*GIVEN REQUEST*. Transcribe the material in full, exactly as written.

---+---

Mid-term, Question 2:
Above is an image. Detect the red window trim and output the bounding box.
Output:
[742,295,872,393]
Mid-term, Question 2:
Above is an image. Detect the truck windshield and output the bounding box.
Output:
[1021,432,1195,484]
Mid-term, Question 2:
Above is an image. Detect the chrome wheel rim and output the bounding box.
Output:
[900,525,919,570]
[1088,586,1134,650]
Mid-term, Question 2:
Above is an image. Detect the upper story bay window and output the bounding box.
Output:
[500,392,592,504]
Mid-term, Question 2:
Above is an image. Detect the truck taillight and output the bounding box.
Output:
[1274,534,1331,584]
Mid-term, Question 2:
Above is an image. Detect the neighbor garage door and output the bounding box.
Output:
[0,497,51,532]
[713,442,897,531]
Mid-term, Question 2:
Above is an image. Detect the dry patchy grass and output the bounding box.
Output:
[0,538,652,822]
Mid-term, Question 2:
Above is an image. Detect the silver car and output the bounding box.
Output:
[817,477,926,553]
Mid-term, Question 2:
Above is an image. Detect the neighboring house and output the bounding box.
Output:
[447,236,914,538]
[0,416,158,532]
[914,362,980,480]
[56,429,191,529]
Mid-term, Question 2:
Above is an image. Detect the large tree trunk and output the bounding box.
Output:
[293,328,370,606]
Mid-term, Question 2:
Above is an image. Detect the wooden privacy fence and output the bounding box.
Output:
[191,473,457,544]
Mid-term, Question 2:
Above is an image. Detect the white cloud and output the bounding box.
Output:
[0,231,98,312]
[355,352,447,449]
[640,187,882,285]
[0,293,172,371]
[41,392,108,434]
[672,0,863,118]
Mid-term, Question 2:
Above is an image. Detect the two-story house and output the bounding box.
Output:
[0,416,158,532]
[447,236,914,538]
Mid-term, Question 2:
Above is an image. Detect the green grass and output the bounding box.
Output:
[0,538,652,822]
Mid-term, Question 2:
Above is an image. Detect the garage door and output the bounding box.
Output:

---+---

*WRITTEN REPLY*.
Mid-term, Question 2:
Above is an image. Detect the red window trim and output the bounding box.
Output:
[742,295,872,393]
Mid-term, Question 2:
Above is an image. Detect the truck windshield and output the bounding box.
Output:
[1021,432,1195,484]
Mid-term, Question 2:
Above is an image. Detect the chrome wheel rim and output the bounding box.
Output:
[900,525,919,570]
[1088,586,1134,650]
Mid-term, Question 2:
Above is an image. Detect the upper story bay window and output the bounding box.
Output:
[500,392,592,504]
Mid-term, Question 2:
Above is an image. Detect the truck taillight and output the bounding box.
Output:
[1274,534,1331,584]
Mid-term, Question 2:
Above is an image. Detect the neighbor garage door and output the bounding box.
Output:
[0,497,51,532]
[713,442,897,531]
Mid-term, Question 2:
Above is an image. Detect the dry patchy grass and output the bounding box.
Output:
[0,538,652,822]
Mid-term, Question 2:
Above is an image. Detect the silver car and output the bounding box.
Output:
[817,477,926,553]
Mid-term, Question 2:
Above is an image. Detect the neighboring house and output the bounding box.
Output:
[447,236,914,538]
[0,416,158,532]
[914,362,980,480]
[56,429,191,529]
Mid-term, Question 2:
Above is an image. Detect the large tree trunk and output the bounding box.
Output:
[293,328,370,606]
Mid-term, Question 2:
Above is an image. Detect the wooden privacy fence and output the bounding box.
Output:
[191,473,457,544]
Mid-term, Question 2:
Above is an image. Detect the white cloud and output the bounding box.
Output:
[0,231,98,312]
[355,352,447,449]
[640,187,882,285]
[0,293,172,371]
[41,392,108,434]
[672,0,863,118]
Mid-term, Question 2:
Above is an image. Detect the two-story house and output the bounding box.
Output:
[0,416,158,532]
[447,236,914,538]
Mid-term, Question 2:
Above is an image. Detect the green grass and output the bounding box.
Output:
[0,538,652,822]
Mid-term, Question 2:
Above is an image. Detect the garage door and output the bounding box.
Output:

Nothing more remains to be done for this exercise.